## Schriftliche Aufgabe a
Prüfe, ob die folgenden Aussagen mit dem Text über das Dorf Wlas übereinstimmen, und belege jede Antwort mit „ja“ oder „nein“ sowie den entscheidenden Worten des Textes als wörtliches Zitat: (i) Die meisten Wohnungen in Wlas gehören Oligarchen. (ii) Ewelina Welikova ist im Geschäft mit Ferienwohnungen in Wlas tätig. (iii) Die Wohnungen in Wlas sind derzeit unbewohnt.

## Auszug aus Dokument
__________

Durchsichtig ist das Schwarze Meer, zusammengeklappt sind die Liegestühle – und schwarz sieht Ewelina Welikova. Ihr Geschäft sind Ferienwohnungen in Wlas.
Sie befürchtet, dass bald das ganze Dorf an der bulgarischen Schwarzmeerküste zusammenklappt wie die Liegestühle. «Es ist sehr schwierig», sagt sie. «Wir müssen lernen, ohne die Russen zu leben.» Ein Satz, gesagt mit Bedauern, der selten geworden ist in Europa.
Die Wohnungen stehen leer
Das Dorf Wlas besteht aus Apartments, deren Terrassen keine seltsame Ausbuchtung auslassen, um ihren Besitzern Meerblick zu ermöglichen. Vier von fünf dieser Wohnungen gehören Russen oder Russinnen – nicht den Oligarchen, sondern der Mittelklasse. Jetzt stehen die Wohnungen leer.

__________

## Schriftliche Aufgabe b
Sammle aus den Einträgen jede Zeile, in der das Wort „branch“ vorkommt.

[Einträge aus einem Datensatz zur Punktmarkierung]
__________

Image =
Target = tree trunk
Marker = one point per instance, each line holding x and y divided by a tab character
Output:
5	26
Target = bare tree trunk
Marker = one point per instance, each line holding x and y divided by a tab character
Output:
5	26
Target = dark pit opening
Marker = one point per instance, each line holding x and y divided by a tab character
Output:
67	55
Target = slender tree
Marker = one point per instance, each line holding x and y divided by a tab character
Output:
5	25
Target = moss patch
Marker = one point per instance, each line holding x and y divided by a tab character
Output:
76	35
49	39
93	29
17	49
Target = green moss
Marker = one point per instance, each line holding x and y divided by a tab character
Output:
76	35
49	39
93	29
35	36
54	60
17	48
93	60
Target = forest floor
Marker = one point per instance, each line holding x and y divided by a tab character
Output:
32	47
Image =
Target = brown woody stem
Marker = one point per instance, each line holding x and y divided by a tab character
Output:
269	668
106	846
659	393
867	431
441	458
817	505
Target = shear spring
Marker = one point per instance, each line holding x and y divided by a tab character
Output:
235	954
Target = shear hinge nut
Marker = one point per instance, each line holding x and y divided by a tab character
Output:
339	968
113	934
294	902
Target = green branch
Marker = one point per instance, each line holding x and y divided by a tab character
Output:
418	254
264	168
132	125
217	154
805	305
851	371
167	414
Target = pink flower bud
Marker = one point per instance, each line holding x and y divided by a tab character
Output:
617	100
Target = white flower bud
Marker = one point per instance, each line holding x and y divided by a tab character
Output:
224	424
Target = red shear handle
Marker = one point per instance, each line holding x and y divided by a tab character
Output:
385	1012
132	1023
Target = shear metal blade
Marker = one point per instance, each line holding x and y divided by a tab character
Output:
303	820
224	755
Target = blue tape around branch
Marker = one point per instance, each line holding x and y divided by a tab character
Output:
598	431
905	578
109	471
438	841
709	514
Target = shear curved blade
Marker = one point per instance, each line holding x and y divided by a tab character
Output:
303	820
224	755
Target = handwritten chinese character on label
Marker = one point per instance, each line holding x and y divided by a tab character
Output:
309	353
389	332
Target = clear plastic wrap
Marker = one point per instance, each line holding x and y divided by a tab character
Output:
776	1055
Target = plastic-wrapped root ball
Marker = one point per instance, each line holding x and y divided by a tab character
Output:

__________

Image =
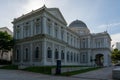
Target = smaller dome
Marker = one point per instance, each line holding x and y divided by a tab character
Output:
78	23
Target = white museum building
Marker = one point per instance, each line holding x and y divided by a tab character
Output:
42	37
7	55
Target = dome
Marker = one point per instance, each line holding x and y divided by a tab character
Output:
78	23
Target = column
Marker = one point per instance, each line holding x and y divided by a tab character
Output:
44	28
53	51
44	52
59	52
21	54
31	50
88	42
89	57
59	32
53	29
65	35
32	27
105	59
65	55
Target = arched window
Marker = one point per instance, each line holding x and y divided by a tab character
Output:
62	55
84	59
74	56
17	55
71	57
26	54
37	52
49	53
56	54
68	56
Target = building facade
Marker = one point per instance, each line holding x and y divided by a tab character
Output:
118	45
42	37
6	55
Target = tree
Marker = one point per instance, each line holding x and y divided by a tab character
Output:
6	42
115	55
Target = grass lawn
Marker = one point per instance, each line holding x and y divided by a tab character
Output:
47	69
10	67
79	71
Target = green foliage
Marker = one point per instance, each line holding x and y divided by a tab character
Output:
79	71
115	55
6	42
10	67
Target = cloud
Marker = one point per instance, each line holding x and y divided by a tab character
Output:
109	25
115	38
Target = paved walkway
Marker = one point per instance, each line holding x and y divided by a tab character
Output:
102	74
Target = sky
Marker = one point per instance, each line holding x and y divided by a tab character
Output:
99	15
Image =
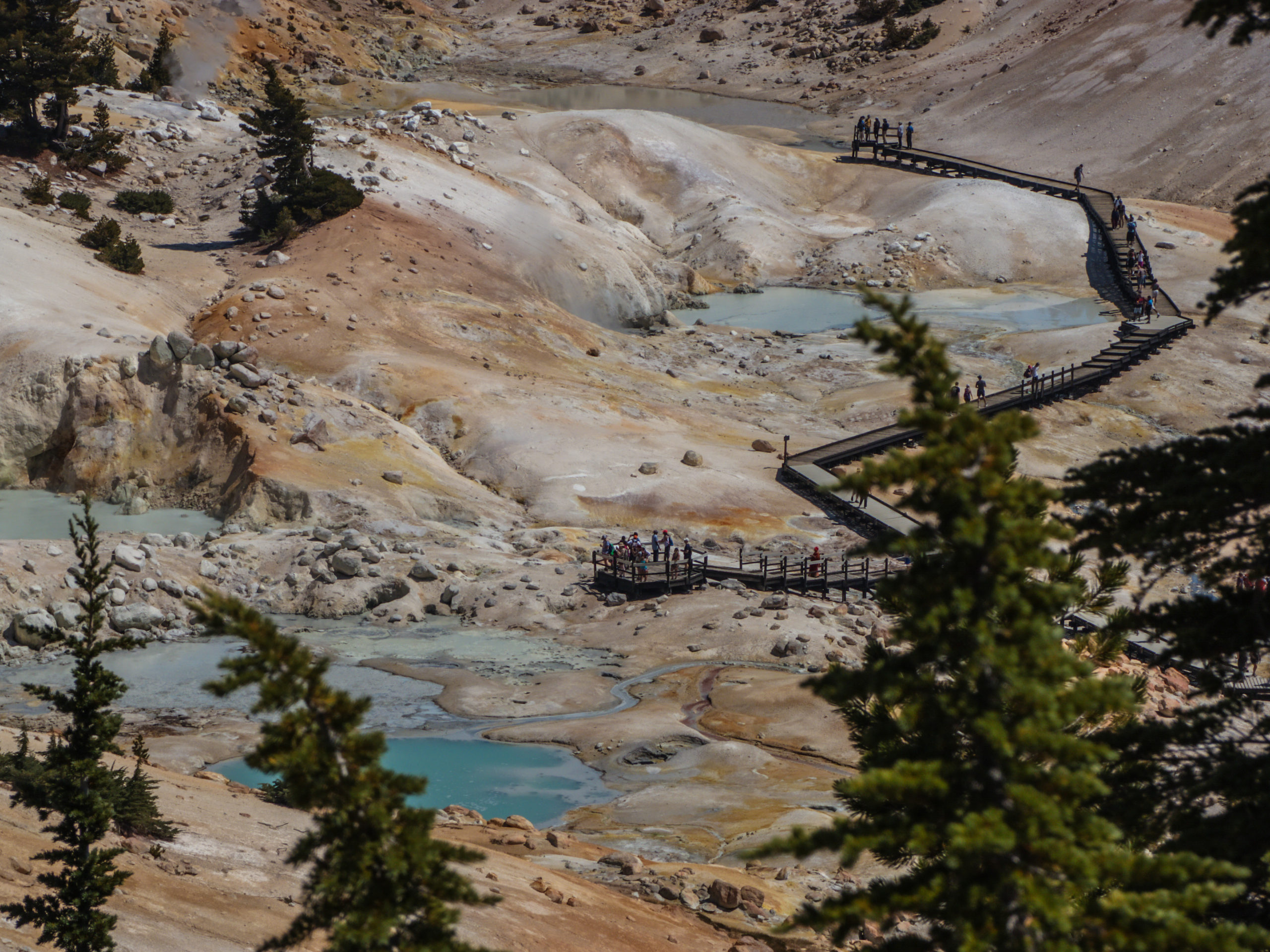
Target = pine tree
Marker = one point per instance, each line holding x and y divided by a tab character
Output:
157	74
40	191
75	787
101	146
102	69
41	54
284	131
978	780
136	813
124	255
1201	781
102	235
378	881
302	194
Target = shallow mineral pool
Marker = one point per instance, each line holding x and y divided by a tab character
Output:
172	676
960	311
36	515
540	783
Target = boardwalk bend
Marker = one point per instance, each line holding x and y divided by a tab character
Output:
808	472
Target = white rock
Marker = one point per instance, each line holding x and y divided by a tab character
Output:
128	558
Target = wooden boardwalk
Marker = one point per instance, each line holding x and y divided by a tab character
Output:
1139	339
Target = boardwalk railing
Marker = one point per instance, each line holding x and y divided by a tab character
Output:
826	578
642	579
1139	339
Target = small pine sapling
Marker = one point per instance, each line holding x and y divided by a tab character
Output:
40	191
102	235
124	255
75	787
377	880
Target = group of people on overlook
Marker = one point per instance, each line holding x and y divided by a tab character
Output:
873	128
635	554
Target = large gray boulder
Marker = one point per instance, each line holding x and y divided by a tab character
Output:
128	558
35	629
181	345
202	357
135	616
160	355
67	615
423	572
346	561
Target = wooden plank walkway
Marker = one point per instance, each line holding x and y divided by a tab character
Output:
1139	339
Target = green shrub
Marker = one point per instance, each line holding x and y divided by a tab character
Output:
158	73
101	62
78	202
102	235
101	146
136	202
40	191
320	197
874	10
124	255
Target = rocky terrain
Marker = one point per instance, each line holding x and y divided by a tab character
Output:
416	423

__________

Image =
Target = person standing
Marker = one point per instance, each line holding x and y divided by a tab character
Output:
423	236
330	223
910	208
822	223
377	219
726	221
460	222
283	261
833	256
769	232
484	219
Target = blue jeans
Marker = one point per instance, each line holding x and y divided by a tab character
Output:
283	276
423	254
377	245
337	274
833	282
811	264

__________

## Lösung der Aufgabe a
(i) Nein: „nicht den Oligarchen, sondern der Mittelklasse“
(ii) Ja: „Ihr Geschäft sind Ferienwohnungen in Wlas.“
(iii) Ja: „Jetzt stehen die Wohnungen leer.“

## Lösung der Aufgabe b
Target = green branch
Target = blue tape around branch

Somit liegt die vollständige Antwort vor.